— Start of Recorded information —

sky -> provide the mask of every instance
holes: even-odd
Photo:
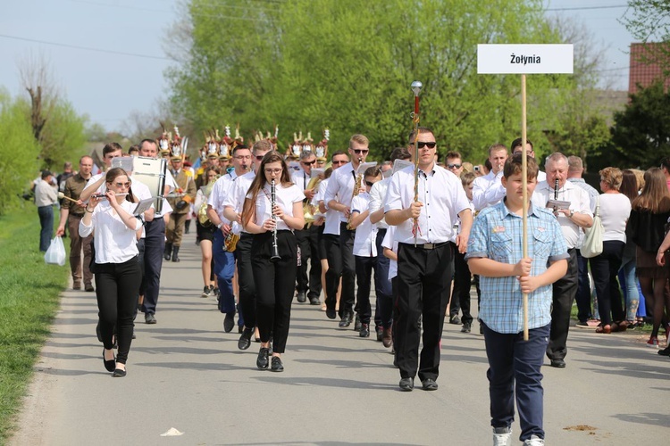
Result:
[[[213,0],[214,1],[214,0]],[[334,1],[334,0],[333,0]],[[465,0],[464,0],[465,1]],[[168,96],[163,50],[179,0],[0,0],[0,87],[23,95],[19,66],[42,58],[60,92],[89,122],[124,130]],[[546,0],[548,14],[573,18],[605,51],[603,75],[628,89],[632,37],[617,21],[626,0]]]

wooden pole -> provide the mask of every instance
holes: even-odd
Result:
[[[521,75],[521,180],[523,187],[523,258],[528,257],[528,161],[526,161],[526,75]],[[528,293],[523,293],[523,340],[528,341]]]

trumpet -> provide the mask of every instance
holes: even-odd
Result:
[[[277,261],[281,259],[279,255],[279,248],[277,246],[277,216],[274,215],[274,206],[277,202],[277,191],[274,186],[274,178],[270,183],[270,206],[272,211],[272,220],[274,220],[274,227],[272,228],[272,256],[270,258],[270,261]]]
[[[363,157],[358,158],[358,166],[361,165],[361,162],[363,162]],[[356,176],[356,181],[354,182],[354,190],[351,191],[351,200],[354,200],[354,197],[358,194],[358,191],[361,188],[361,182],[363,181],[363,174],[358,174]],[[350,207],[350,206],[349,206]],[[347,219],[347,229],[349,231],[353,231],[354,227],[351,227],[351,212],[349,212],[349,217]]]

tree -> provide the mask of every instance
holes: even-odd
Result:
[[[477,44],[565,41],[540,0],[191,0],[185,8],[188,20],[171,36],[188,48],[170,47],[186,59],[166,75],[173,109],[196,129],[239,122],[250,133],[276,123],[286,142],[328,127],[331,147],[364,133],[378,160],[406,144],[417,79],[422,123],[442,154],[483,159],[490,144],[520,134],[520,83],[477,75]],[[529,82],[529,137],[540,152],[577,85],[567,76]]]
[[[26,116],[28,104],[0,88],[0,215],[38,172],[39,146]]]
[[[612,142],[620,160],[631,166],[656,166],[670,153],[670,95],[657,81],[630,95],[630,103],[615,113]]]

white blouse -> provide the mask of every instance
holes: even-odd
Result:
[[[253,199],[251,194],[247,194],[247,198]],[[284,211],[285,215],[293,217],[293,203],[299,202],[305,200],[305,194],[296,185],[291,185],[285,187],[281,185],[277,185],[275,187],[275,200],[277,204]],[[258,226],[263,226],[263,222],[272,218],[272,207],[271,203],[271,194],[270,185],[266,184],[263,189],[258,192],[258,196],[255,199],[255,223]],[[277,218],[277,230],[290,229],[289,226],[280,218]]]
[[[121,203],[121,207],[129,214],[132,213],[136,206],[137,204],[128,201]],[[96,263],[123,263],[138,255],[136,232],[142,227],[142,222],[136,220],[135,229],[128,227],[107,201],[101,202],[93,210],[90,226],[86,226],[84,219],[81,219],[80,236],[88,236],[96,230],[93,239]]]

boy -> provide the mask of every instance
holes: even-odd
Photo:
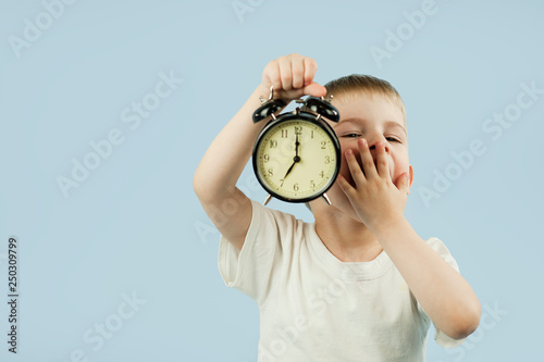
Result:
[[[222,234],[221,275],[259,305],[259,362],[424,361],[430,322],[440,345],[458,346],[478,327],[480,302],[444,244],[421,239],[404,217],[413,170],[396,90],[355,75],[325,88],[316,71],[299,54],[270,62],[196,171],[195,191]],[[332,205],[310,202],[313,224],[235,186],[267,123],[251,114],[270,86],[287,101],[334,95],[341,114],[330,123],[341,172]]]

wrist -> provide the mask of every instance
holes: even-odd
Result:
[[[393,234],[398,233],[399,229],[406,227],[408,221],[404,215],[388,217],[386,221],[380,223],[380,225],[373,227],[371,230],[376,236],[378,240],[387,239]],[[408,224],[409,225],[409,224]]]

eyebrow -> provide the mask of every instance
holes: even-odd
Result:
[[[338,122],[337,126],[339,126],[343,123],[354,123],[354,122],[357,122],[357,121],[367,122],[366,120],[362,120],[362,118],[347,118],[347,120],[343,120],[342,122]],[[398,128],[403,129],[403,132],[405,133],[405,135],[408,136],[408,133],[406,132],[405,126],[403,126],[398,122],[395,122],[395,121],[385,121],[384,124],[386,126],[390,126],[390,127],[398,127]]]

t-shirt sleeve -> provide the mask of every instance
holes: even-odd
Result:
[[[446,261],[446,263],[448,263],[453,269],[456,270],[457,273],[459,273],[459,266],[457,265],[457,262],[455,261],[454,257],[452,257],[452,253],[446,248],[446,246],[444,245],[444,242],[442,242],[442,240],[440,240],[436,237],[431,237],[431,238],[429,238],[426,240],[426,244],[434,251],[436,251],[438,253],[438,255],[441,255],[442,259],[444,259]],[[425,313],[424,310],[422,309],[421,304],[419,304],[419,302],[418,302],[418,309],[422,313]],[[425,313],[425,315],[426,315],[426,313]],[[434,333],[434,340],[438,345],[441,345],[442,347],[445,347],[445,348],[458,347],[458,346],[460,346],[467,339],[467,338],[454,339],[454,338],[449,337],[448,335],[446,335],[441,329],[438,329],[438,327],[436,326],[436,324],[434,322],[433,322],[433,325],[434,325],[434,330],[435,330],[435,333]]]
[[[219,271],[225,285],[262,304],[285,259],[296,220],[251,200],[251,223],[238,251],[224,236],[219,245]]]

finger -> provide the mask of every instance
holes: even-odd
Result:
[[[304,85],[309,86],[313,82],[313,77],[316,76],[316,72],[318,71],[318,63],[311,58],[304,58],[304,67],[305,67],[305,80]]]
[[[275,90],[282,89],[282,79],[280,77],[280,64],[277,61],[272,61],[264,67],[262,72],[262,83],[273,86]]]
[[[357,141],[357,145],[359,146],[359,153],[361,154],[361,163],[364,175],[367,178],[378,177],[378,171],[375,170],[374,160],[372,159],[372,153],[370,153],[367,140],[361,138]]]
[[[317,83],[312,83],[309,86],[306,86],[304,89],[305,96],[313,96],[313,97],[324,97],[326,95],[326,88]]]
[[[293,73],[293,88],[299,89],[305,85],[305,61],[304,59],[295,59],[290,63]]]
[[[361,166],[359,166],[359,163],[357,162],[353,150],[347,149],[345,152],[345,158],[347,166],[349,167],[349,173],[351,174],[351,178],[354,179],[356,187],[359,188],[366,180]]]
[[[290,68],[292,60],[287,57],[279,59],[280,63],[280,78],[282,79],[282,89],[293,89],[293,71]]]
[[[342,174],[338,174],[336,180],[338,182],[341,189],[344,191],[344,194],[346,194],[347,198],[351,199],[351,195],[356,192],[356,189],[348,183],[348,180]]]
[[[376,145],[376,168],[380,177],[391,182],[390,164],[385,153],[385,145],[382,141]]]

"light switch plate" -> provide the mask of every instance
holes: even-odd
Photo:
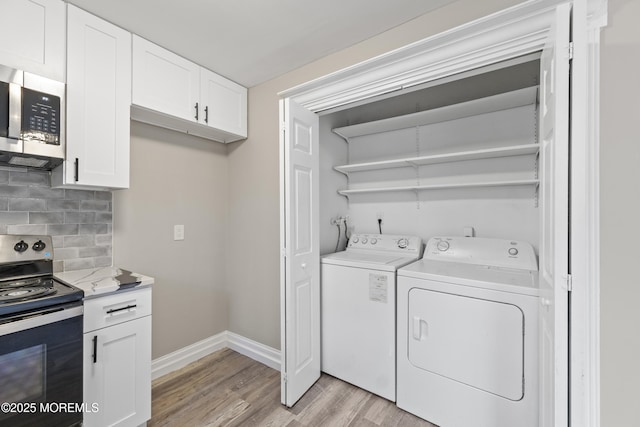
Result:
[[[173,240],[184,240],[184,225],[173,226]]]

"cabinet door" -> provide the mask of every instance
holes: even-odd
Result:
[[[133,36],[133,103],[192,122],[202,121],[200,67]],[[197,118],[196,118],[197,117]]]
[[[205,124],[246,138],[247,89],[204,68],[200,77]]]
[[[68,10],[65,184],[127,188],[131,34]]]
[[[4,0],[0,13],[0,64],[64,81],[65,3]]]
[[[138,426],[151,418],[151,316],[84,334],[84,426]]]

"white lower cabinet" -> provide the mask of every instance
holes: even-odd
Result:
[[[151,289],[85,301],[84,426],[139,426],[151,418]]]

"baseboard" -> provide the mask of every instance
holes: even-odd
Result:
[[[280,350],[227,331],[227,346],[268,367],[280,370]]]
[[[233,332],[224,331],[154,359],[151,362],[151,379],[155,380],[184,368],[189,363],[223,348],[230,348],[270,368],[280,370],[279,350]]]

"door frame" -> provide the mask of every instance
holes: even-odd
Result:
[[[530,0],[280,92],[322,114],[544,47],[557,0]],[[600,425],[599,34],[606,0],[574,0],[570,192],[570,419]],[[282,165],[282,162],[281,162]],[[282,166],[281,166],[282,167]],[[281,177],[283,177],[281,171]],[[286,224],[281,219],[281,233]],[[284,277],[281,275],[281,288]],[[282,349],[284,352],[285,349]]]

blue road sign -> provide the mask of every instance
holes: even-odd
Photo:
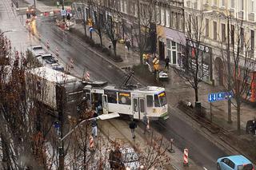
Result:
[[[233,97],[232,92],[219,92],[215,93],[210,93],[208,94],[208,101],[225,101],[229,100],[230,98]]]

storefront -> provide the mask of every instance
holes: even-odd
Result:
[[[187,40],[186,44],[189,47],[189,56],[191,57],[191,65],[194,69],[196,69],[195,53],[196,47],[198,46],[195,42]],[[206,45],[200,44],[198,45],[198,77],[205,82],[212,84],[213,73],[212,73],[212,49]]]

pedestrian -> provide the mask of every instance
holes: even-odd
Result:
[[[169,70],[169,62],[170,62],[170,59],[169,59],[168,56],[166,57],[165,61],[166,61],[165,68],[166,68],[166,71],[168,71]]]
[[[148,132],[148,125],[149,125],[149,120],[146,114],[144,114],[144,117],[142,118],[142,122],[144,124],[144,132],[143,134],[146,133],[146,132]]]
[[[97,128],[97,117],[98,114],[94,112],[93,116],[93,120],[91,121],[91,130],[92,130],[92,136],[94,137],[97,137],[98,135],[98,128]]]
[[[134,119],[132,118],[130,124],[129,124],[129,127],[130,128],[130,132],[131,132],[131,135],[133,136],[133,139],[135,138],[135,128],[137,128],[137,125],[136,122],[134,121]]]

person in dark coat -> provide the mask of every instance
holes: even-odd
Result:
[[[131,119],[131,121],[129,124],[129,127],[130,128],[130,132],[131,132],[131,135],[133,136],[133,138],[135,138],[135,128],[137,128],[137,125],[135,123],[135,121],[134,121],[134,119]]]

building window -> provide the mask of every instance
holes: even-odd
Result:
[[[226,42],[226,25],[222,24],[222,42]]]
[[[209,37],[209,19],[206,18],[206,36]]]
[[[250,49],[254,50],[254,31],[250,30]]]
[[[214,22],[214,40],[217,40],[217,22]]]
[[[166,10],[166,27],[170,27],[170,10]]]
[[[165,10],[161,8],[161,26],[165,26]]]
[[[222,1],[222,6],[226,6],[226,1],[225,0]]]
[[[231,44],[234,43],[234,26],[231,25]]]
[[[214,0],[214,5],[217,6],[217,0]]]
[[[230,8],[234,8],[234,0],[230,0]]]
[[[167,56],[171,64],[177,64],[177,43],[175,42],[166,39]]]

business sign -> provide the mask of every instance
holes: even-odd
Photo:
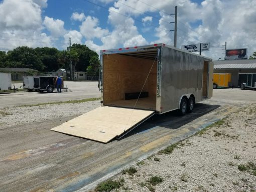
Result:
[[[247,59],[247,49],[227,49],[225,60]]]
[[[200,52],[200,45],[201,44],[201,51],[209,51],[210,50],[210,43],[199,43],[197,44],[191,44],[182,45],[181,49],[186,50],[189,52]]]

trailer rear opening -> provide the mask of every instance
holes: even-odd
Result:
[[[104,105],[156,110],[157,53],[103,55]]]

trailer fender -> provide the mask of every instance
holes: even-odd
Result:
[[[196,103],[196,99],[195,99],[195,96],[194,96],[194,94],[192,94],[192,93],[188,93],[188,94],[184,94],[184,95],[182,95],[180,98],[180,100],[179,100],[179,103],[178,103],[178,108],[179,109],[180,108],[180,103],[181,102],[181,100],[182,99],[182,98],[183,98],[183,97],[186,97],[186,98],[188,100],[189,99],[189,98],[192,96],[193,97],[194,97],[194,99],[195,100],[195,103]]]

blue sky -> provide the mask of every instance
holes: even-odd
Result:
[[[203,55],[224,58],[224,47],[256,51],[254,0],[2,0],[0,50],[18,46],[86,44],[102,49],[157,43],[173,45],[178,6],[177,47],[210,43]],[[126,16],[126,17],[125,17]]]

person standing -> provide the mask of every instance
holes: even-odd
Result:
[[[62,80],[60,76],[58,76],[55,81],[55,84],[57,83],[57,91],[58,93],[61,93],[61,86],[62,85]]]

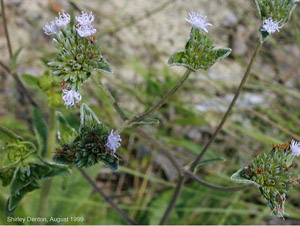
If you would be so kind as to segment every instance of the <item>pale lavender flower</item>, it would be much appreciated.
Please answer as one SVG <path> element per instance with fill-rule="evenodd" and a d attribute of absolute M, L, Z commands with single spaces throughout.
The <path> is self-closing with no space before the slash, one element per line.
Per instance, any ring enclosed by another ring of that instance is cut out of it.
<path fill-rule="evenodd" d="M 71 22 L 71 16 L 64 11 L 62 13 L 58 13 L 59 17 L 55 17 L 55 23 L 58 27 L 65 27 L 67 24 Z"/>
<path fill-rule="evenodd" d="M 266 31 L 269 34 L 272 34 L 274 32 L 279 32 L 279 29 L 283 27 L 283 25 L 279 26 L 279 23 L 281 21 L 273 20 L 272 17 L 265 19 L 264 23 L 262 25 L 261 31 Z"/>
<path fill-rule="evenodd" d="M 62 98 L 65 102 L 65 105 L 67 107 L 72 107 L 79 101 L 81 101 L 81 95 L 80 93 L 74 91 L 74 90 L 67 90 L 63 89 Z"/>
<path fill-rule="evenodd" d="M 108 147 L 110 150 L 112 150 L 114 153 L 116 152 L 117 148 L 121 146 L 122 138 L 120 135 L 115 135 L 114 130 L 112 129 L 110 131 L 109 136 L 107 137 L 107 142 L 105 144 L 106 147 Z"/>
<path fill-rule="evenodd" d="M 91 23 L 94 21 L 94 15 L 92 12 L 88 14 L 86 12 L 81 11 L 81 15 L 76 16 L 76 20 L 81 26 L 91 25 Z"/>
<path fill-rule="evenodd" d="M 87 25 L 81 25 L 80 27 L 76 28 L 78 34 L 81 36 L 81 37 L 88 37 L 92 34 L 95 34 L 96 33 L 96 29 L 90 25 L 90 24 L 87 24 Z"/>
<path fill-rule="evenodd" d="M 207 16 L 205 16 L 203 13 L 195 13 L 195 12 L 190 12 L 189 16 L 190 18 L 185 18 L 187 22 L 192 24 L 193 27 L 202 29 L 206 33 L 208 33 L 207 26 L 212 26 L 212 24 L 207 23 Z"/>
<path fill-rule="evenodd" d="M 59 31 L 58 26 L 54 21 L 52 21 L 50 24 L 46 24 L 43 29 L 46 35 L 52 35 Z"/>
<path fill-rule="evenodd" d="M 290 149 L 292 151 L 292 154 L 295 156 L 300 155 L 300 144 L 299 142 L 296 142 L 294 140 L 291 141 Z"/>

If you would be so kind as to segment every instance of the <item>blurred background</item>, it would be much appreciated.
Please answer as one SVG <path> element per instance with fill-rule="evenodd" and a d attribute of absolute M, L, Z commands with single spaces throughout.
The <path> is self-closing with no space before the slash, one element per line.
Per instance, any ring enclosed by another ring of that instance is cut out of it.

— End of Recorded information —

Exercise description: Write out again every line starting with the one that contains "flower</item>, it would be much appreciated." and going on through the one that contains "108 147 L 110", both included. Shift each coordinate in the answers by adding 22 to it.

Solution to this exercise:
If you would be so kind as to segment every instance of the <item>pale lavender flower</item>, it would be much appreciated.
Please answer as one SVG <path> element per instance with fill-rule="evenodd" and a d attribute of absolute M, L, Z commands with single spaces throughout.
The <path> is self-closing with no space before the slash, one element per line.
Per instance, any ring enclosed by another ring of that instance is cut out of it.
<path fill-rule="evenodd" d="M 93 44 L 93 38 L 86 33 L 84 35 L 80 35 L 81 39 L 77 39 L 77 45 L 80 49 L 87 49 L 89 46 Z"/>
<path fill-rule="evenodd" d="M 288 53 L 291 56 L 294 56 L 296 54 L 301 54 L 301 51 L 305 49 L 305 47 L 301 48 L 301 45 L 303 43 L 295 42 L 294 39 L 287 41 L 286 45 L 284 47 L 283 53 Z"/>
<path fill-rule="evenodd" d="M 84 120 L 87 124 L 87 127 L 89 129 L 94 129 L 101 123 L 103 123 L 103 117 L 102 115 L 96 113 L 96 112 L 89 112 L 85 111 Z"/>
<path fill-rule="evenodd" d="M 130 169 L 132 172 L 134 172 L 136 175 L 138 174 L 139 170 L 143 168 L 144 160 L 142 157 L 137 157 L 136 152 L 134 151 L 132 153 L 131 158 L 129 159 L 129 164 L 127 166 L 128 169 Z"/>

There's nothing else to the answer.